__Task to carry out__:
Please transcribe, word for word, the line containing "Task: given an image, locate the nose" and every line after it through the end of the records below, and nothing else.

[Free-text object descriptions]
--
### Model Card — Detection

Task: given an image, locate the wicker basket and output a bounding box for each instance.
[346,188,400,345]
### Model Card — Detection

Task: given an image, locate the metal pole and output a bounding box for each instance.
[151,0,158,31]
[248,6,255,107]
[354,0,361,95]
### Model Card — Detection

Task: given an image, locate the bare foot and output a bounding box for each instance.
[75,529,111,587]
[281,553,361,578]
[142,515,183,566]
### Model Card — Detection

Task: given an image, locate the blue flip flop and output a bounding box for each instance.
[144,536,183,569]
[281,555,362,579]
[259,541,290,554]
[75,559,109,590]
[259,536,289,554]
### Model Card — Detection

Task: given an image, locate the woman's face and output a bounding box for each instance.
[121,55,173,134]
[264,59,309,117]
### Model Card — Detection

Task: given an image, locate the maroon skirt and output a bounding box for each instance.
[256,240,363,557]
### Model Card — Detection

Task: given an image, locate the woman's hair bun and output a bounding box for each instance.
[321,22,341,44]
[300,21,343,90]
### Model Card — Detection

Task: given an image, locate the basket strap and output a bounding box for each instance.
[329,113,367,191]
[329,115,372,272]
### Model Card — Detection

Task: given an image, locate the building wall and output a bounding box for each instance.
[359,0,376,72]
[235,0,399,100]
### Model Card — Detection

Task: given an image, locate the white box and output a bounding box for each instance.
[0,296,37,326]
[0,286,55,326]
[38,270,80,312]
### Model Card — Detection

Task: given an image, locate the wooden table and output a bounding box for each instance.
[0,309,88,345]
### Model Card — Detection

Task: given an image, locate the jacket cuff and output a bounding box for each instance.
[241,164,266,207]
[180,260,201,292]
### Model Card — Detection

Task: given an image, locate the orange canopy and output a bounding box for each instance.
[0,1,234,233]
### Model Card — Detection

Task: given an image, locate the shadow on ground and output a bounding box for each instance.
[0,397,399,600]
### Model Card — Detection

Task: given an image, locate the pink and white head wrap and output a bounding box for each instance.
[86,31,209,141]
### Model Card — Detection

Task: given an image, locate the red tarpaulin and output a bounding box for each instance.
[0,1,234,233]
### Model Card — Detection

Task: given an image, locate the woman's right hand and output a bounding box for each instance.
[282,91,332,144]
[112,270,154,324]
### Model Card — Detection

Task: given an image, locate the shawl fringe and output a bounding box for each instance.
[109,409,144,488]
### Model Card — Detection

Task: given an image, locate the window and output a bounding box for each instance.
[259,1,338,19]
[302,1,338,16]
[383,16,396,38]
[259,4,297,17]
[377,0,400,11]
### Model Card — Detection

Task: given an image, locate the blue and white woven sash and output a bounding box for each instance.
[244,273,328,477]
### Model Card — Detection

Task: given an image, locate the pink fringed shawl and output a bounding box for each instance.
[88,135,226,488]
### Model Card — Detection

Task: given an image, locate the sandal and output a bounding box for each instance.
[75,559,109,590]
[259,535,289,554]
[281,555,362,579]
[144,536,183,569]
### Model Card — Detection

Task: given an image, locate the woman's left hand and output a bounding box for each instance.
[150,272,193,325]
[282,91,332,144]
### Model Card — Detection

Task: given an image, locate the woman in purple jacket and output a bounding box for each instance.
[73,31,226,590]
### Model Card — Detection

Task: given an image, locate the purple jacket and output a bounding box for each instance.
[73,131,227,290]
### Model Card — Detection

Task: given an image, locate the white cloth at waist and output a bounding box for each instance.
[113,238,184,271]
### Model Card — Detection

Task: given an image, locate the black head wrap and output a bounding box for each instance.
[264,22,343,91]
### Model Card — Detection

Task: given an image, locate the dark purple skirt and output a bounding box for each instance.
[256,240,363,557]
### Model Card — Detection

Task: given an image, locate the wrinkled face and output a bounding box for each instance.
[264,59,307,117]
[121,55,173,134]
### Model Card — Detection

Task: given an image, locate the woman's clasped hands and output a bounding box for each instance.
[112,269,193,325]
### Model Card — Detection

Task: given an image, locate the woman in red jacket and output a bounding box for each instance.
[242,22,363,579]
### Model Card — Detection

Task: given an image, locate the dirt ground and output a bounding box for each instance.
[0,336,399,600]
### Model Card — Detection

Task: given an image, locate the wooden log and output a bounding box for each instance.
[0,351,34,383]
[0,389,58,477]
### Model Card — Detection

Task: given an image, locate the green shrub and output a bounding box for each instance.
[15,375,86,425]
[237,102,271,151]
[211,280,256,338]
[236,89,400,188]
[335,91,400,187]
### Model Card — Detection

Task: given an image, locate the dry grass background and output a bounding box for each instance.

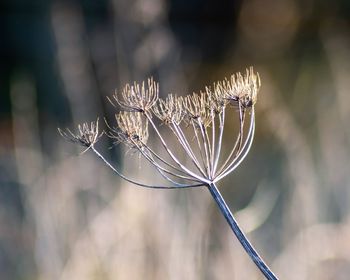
[1,0,350,279]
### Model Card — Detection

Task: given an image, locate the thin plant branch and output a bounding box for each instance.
[138,144,202,183]
[207,183,277,280]
[214,109,255,182]
[92,146,203,189]
[213,108,225,175]
[143,144,193,176]
[146,115,211,184]
[170,123,207,177]
[215,105,246,177]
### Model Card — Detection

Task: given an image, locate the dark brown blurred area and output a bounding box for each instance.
[1,0,350,279]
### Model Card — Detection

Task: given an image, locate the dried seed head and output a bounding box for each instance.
[183,92,212,127]
[216,67,261,108]
[206,86,228,114]
[58,119,102,150]
[111,78,159,113]
[153,94,185,125]
[107,112,149,149]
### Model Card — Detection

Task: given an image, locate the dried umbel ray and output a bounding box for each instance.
[59,68,278,280]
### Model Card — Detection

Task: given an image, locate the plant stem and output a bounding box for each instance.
[207,183,278,280]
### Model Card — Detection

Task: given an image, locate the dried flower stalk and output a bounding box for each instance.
[59,67,278,279]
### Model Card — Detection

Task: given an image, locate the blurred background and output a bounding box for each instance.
[1,0,350,279]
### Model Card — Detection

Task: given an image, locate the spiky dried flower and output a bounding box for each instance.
[205,86,228,114]
[216,67,261,108]
[110,77,159,113]
[58,119,102,150]
[152,94,185,125]
[183,91,213,127]
[107,112,149,149]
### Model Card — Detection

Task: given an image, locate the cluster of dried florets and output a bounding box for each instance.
[59,120,102,151]
[109,78,159,113]
[60,67,260,188]
[106,112,149,150]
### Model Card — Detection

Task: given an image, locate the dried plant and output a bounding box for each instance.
[59,67,278,279]
[58,120,102,153]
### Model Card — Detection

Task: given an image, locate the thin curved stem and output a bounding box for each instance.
[91,146,203,189]
[139,145,202,183]
[237,102,245,153]
[171,124,207,177]
[198,121,211,176]
[214,109,255,182]
[210,110,216,175]
[146,115,211,184]
[191,121,207,172]
[215,107,245,176]
[213,108,225,176]
[207,183,278,280]
[144,144,190,176]
[156,168,200,187]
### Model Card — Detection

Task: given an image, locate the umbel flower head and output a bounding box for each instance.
[109,77,159,113]
[183,91,213,128]
[152,94,185,125]
[58,119,102,151]
[61,67,260,186]
[107,112,149,150]
[216,67,261,108]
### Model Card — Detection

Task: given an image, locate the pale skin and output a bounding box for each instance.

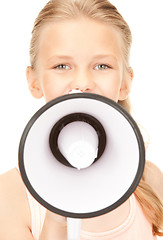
[0,17,162,240]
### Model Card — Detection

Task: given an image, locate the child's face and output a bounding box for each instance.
[27,18,132,102]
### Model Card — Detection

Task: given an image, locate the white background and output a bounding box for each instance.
[0,0,163,176]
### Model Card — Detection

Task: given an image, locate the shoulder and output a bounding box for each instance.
[0,168,32,239]
[143,161,163,202]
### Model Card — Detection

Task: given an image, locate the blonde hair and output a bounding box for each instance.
[29,0,163,235]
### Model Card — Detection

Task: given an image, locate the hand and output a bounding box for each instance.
[39,211,67,240]
[46,210,67,225]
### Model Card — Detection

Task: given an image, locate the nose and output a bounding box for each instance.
[69,70,95,93]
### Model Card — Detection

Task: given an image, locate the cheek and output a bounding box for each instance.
[40,72,69,102]
[103,89,120,102]
[43,84,64,102]
[95,73,122,102]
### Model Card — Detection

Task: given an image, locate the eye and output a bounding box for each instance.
[54,64,70,70]
[94,64,111,70]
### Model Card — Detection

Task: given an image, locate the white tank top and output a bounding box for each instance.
[25,189,157,240]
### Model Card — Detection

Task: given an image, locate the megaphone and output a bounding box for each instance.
[18,93,145,240]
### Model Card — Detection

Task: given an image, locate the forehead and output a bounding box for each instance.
[38,17,123,63]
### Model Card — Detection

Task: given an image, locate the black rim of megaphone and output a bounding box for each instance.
[18,93,145,219]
--
__Exercise solution__:
Task: given an image, locate the nose and output a bounding box for each instance.
[69,70,95,93]
### Model Card — Detection

Task: given an image, locate the cheek and output a bounding box for each instance.
[40,72,69,102]
[103,89,120,102]
[43,84,64,102]
[95,73,122,102]
### Model Card — Detection

Task: given an image, locate the eye and output a bounding box for each instance.
[54,64,70,70]
[94,64,111,70]
### Model Card — Detection

Task: given an image, locate the white tank top and output a bounding box for each instance.
[25,189,157,240]
### Model Card — Detection

Task: given an image, locate the megaphone and output a bounding box for each instance.
[18,93,145,240]
### Model Card — Detection

Task: given an image, locate the forehead and output a bounding box for each instance.
[38,17,123,63]
### Model Card — Detection

Task: given an image, locate the black rim of megaphone and output a bounding box for each instance.
[18,93,145,219]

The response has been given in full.